どこまでが責任かなぁ。
心臓手術時の肺動脈カテーテル使用に関連した心臓損傷事故について|2018年(一覧)|プレスリリース|京都大学医学部附属病院
ノーベル賞受賞の次はこんなニュースか〜。
なかなか振り幅大きいなって感じながら
ちょっと思ったことを。
心臓手術のときに肺動脈カテーテル(PAC)が縫い込まれるってのは、
個人として実際経験したことがあるかどうかは別として、
まあまあ話題になるインシデントなので
麻酔科医は術中に縫込みが発生しないか注意するように
教育されているものだと思っていた。
添付文書にも赤字で書いてあるし(2009年の時点だからなーー )
https://www.edwards.com/jp/uploads/pdf/ifus/ewl140363_0.pdf
10年以上前の症例報告だってすぐみつかる。
https://www.jstage.jst.go.jp/article/jsicm1994/12/4/12_4_413/_pdf/-char/ja
教育されるってのは、具体的には、
"人工心肺中には心臓から脱血して心臓が小さくなって、それに伴ってPACも深くなりがちだし、右房を閉鎖するときにPACの縫込みが起こったりするから、人工心肺を離脱して落ち着いたら、経食道心エコーでPACの先端を描出しながら、PACが動くことを確認しなさい"
てな感じだった気がする。
心臓外科医の先生にも"動かしてみて"ってたいてい言われるしね。
縫込みが発生するのは、メインの心臓内操作が終わって右房閉じるところで、
心臓外科医にとってみれば、ちょっと気が緩みやすいタイミングなのかも
って思うので、きっと縫込み自体はなくならないんだろうと思う。
- "PACが動かしにくい"ってのに気付かなかったなら、麻酔科ちょっと残念な感じ。
- "PACが動かしにくいです"ってのを執刀医に伝えたのに、執刀医が何も対応しないって選択をしたのであれば、執刀医が悪いんだろうけど、心臓外科と麻酔科のコミュニケーション、信頼関係の問題としてやっぱり微妙。
- 術中にそのようなエピソードがあったことが抜去する人間に伝わっていなかったのならそれもコミュニケーションの問題としてやっぱり微妙。
ってな感じで麻酔科の責任はどれくらいと評価されるんだろうってのを
ふわっと考えました。
環境とか状況とか全然知らないから前提条件間違ってるかもしれないけどね。
にしても、添付文書に警告されてることが起こってるのに、
京大のプレスリリースは堂々としているなー。

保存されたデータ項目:
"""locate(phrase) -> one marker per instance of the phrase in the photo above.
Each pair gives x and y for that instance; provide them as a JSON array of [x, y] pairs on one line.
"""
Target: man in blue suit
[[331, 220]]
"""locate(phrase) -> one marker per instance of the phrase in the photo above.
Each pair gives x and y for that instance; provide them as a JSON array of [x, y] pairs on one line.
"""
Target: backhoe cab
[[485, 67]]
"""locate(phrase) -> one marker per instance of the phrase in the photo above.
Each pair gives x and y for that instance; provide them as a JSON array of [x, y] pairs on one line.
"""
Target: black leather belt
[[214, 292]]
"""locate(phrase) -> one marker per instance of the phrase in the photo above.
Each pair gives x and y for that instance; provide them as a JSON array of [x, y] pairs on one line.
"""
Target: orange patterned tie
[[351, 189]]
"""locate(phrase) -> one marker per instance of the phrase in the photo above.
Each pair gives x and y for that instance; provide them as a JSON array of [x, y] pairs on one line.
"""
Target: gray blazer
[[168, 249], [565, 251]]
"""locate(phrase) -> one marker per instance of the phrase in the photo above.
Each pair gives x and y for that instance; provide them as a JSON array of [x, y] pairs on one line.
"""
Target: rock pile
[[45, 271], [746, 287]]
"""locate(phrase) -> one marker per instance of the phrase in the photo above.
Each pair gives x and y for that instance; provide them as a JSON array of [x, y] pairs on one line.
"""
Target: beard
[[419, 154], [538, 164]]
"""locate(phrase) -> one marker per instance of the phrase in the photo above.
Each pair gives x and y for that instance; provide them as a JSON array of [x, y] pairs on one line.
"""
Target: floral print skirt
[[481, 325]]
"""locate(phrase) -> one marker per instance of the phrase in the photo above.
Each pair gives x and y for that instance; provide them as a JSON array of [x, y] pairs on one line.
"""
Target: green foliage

=== 課題内容 ===
肺動脈カテーテルの縫込みについての文章では、縫込みが発生するのはどのタイミングだと述べられていますか？

=== 回答 ===
メインの心臓内操作が終わって右房を閉じるところです。